* **EXTRACT**:
*** Block opens ***
You've been staring at the model the whole time
Once you have the word, you start seeing harnesses everywhere, and you notice that the companies building them are competing on the harness far more than on the raw model.
Anthropic is building Claude's harness. The connectors, the workspaces, the skills, the agent that runs on its own, the version that lives in your terminal. None of that is the model. It's the structure around the model that decides where it can work and what it can reach. OpenAI is building the same kind of thing around ChatGPT, with its own shape and its own choices. The frontier models themselves are converging. They leapfrog each other by a few months at a time, and for most real work they've become close enough that the choice between them is rarely the thing that decides whether you get value. The harness is. The labs know this, which is why so much of what they ship now is harness and not model.
So when someone asks me which model they should use, my honest answer is that it's usually the less interesting half of the question. The more interesting half is what you're going to wrap around it.
I build my own harnesses
The part most people don't realize is that you don't have to wait for a lab to hand you one. You can build your own, around the same model everyone else is using, shaped to exactly how you work. I do this constantly now, and it's changed more about my output than any single model upgrade has.
The clearest example is the Command Center I wrote about a few weeks ago, the queue I built so I could capture work the instant I think of it and feed it to Claude one focused job at a time. That's a harness. The model didn't change. I changed where it does the work, how the jobs are sequenced, and how the context survives after a session ends. The result is a tool that fits my day in a way no out-of-the-box chat window ever could.
It shows up in smaller places too. When I shape an engagement document, I'm not typing into an empty box. I've wired the model to the connectors that hold our client context, our past work, and our capabilities, so the relevant material is already in reach before I ask for anything. When I build a presentation now, I run it through a builder we put together that knows our brand, our layouts, and our voice, so the model is producing inside guardrails instead of guessing. In every one of those cases, the model is the commodity. The harness is the thing I actually made, and it's the thing that makes the output mine.
*** Block closes ***
* **AVAILABLE DATA**:
*** Block opens ***
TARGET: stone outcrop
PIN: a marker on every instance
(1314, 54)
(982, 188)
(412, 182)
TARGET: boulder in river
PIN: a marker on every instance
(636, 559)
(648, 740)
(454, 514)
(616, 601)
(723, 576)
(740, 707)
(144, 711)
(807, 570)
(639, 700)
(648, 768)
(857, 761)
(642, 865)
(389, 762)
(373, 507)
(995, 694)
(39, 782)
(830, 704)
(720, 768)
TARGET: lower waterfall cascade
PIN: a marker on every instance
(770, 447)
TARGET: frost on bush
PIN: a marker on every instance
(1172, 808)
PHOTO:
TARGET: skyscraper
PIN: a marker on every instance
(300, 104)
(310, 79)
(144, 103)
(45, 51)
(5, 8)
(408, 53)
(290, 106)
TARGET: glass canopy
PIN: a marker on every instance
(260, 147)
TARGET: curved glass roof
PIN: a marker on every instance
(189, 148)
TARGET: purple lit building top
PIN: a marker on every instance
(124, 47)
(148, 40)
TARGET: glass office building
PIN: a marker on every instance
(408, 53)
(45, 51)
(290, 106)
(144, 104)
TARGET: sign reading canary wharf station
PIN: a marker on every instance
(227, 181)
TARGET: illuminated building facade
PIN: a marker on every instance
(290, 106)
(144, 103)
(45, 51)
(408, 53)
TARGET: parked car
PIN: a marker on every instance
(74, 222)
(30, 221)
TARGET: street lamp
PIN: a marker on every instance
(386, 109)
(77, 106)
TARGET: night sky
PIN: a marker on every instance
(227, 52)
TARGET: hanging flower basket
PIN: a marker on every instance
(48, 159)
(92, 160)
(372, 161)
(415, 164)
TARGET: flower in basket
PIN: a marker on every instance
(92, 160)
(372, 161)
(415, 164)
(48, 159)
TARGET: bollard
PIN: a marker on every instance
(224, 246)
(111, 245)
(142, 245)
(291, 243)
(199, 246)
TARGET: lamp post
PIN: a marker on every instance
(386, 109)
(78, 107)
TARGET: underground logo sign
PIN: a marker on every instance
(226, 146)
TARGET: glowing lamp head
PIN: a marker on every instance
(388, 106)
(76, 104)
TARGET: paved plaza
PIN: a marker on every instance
*** Block closes ***
* **TASK SET**:
a) In the piece on AI model harnesses, what does the presentation builder know?
b) Continue the piece on AI model harnesses, starting after its last sentence.
The records have nothing to do with the piece on AI model harnesses.

* **ANSWER SECTION**:
a) It knows the brand, the layouts, and the voice of the author's team.

b)
None of this is exotic engineering. A few years ago, building a harness around a model was something only a research lab could do. Now the tooling has gotten good enough that an operator who understands their own workflow can assemble a real one in a few evenings. The barrier moved from "can you build this" to "do you understand your work well enough to shape it."
Where the difference lives now
If the models are converging, and I think they are, then the question of who gets more out of AI stops being a question about access to the best model. Everyone is getting the same engine. The difference moves to the harness. Where you point the model, what you let it touch, what context you put in front of it, and what you do with what comes back.
That's a more hopeful place to compete than it sounds, because the harness is the part you can actually control. You can't out-build Anthropic's model. You can absolutely build a better harness for your own work than the generic one you were handed, because you understand your work and the generic harness doesn't.
So the next time the impressive part dazzles you, the thing doing the thing, look past it to the thing holding it. That's where the leverage is. The model is going to keep getting better on its own. The harness is the part that's yours to build.